_WORK ITEM_.
The expected result is an exact copy of the lines from the one holding "Would you be willing to put a dot on the street" to the last line of the material, with pictures removed and nothing added.

_SOURCE MATERIAL_.
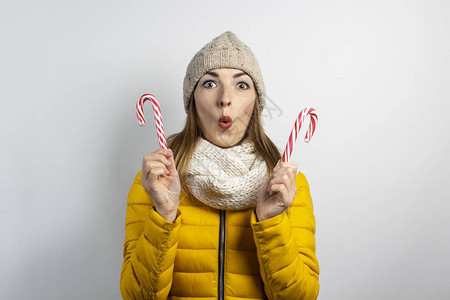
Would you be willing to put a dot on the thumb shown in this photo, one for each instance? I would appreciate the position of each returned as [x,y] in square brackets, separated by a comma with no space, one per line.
[172,169]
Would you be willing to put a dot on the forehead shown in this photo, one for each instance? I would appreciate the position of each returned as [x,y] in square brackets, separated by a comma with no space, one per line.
[226,72]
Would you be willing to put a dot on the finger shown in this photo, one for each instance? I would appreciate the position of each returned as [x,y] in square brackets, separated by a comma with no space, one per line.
[170,162]
[286,179]
[285,197]
[155,174]
[160,155]
[157,165]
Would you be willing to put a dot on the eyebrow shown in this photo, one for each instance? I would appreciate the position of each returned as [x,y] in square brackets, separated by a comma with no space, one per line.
[234,76]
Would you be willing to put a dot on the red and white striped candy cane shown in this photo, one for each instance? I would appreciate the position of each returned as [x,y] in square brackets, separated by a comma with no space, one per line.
[298,124]
[158,117]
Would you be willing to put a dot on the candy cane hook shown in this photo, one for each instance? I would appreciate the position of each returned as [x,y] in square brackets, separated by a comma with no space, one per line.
[298,124]
[157,114]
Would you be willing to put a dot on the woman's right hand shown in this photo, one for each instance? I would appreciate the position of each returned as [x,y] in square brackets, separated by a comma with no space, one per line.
[161,181]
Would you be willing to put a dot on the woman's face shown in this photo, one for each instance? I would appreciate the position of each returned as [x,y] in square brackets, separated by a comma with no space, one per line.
[224,100]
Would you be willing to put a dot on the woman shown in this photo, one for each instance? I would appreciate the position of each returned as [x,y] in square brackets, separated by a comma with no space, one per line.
[217,215]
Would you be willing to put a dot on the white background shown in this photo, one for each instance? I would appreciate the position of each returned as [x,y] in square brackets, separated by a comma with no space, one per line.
[377,72]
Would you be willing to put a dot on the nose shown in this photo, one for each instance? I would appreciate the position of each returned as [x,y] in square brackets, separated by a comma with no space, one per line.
[225,97]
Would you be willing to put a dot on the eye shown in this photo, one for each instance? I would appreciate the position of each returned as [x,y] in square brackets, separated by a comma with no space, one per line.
[243,85]
[209,84]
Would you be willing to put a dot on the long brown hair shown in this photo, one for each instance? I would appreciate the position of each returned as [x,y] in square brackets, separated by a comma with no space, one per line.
[183,143]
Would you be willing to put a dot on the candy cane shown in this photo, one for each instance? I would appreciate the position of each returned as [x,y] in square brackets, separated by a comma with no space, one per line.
[298,124]
[158,117]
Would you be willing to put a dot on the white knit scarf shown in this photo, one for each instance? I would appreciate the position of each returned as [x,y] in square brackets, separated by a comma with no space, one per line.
[227,178]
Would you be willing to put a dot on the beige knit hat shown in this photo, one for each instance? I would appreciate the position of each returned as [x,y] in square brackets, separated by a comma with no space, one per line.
[224,51]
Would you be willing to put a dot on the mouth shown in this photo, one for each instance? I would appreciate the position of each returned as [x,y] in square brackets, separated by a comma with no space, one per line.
[225,122]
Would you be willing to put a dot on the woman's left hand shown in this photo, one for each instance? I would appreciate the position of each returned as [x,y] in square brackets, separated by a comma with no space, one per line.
[277,194]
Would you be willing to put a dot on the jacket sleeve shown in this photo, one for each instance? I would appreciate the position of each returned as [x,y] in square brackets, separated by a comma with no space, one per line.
[149,248]
[286,249]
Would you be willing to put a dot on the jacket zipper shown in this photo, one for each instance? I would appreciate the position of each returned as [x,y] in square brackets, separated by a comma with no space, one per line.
[221,255]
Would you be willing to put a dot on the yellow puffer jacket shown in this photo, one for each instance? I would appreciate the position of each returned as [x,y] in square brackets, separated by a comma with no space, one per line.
[213,254]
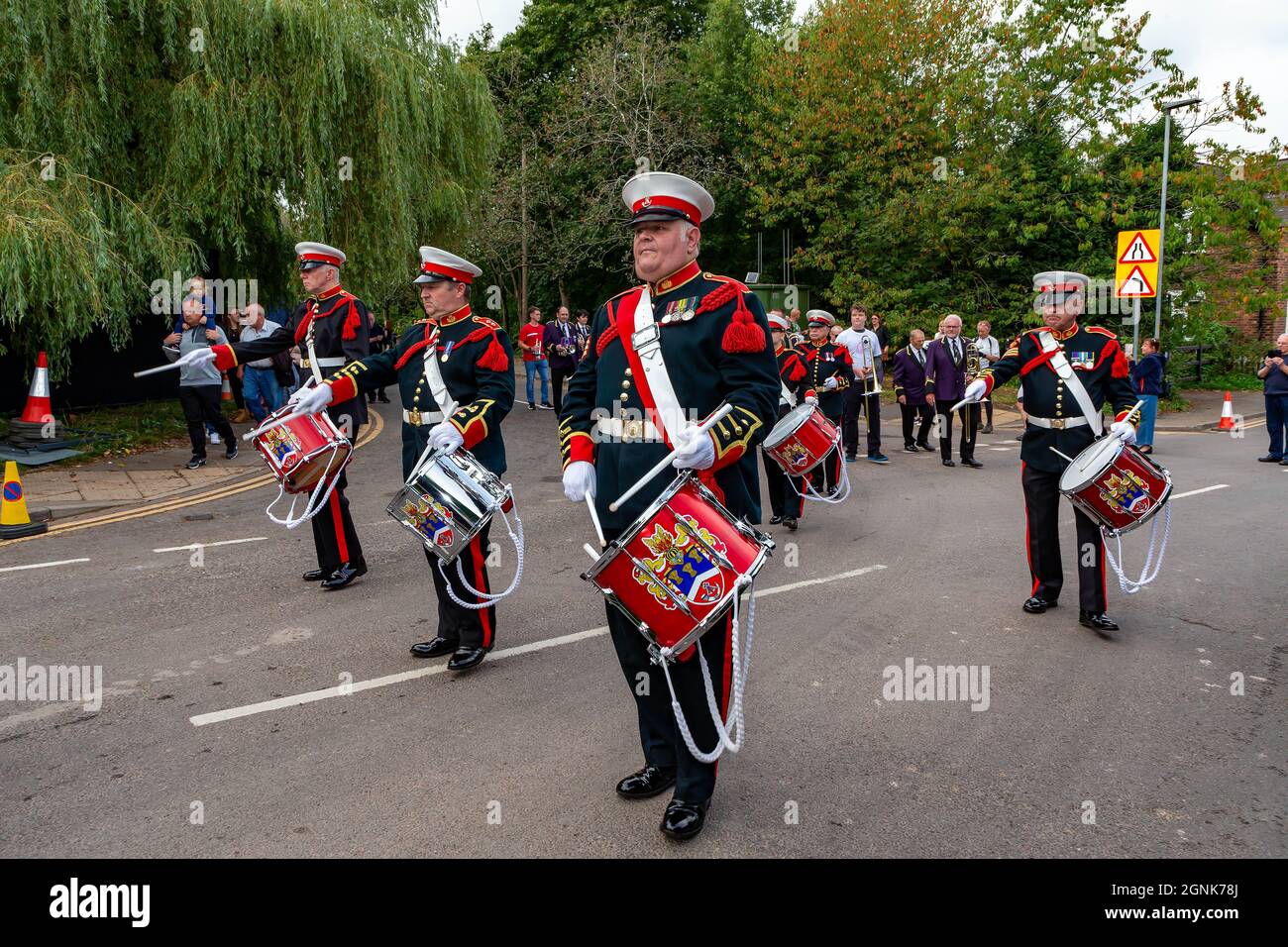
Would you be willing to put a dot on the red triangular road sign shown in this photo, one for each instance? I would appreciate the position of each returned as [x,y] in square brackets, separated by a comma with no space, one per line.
[1134,285]
[1137,252]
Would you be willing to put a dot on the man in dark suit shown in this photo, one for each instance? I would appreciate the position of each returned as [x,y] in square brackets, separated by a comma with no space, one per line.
[910,388]
[945,385]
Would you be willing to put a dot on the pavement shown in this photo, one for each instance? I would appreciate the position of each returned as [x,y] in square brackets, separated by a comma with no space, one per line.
[248,712]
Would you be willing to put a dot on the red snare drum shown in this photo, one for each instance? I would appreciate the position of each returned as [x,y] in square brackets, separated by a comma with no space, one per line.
[679,566]
[1116,484]
[304,450]
[802,440]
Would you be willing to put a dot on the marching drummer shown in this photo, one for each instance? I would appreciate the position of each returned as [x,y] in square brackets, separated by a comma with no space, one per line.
[1069,371]
[651,375]
[456,380]
[828,371]
[786,493]
[331,329]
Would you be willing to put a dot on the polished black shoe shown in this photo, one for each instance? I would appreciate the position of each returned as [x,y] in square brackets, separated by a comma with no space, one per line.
[467,657]
[436,647]
[684,819]
[647,783]
[1098,621]
[344,575]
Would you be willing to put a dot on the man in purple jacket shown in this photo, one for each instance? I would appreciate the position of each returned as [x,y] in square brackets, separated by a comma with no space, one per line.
[561,342]
[910,388]
[945,385]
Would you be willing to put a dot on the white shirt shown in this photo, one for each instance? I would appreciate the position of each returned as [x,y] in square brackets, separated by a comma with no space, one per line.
[853,341]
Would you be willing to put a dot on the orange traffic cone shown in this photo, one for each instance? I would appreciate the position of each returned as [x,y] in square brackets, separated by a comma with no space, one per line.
[39,410]
[14,519]
[1227,414]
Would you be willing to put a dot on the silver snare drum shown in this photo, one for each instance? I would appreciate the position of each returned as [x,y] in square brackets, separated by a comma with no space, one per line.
[447,500]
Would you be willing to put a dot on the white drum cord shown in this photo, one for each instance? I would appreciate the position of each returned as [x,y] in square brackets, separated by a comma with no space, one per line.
[1131,586]
[739,665]
[488,599]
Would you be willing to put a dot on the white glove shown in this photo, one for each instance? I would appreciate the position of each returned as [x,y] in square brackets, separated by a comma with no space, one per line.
[445,437]
[580,480]
[1124,431]
[695,450]
[196,359]
[313,399]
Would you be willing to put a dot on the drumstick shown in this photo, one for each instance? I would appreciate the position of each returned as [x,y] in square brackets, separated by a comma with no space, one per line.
[639,484]
[593,518]
[160,368]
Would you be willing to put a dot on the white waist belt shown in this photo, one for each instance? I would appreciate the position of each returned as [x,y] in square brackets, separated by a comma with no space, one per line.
[627,429]
[425,416]
[1057,423]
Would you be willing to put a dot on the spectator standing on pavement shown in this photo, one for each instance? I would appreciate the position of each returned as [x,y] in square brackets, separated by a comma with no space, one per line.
[988,352]
[259,377]
[1146,380]
[200,385]
[1274,373]
[532,342]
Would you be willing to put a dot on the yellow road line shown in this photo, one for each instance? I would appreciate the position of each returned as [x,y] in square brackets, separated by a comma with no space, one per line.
[170,505]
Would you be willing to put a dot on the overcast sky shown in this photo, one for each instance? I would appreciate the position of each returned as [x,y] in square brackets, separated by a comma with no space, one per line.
[1216,40]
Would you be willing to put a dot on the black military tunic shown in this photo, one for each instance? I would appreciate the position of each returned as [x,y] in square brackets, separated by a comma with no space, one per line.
[475,360]
[1099,363]
[715,342]
[336,322]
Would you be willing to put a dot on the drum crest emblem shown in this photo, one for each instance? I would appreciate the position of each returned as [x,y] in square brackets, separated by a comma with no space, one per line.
[430,519]
[681,564]
[1126,493]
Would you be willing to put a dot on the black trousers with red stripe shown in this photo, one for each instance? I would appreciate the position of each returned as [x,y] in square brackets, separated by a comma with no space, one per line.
[1042,513]
[469,626]
[785,491]
[334,536]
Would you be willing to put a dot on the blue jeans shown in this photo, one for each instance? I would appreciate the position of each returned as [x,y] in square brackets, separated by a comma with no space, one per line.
[261,382]
[542,368]
[1276,416]
[1147,412]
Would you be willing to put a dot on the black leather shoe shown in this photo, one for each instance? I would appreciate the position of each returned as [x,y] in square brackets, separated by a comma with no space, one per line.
[647,783]
[436,647]
[464,659]
[1098,621]
[684,819]
[344,575]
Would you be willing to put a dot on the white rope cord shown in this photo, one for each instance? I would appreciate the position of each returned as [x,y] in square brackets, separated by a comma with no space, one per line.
[1127,585]
[739,669]
[488,599]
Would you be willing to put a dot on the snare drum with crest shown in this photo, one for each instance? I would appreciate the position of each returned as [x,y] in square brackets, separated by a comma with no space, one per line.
[802,440]
[1116,484]
[681,565]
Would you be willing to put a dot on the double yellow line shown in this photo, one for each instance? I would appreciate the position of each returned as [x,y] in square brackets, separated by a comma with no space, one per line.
[377,424]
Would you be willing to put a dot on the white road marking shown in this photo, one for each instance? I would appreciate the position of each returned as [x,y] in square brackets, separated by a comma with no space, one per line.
[1205,489]
[347,689]
[42,565]
[207,545]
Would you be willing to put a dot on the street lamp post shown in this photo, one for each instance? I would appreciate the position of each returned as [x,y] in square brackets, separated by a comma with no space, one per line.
[1162,208]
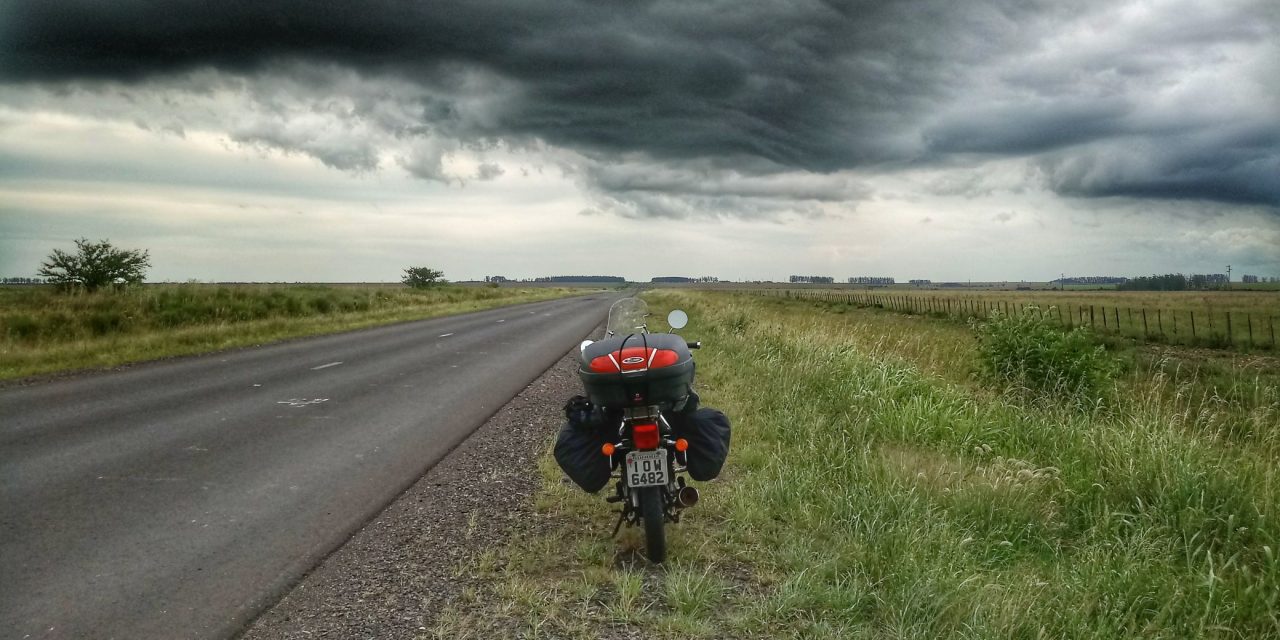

_ANSWER TO THIS PROBLEM_.
Would you be willing to put a dot on the street lamp post shown in this photo, one for each instance? I would appreciate the position of each returned as [x,y] in square brackets, separated by a comma with no space, one per line.
[1162,208]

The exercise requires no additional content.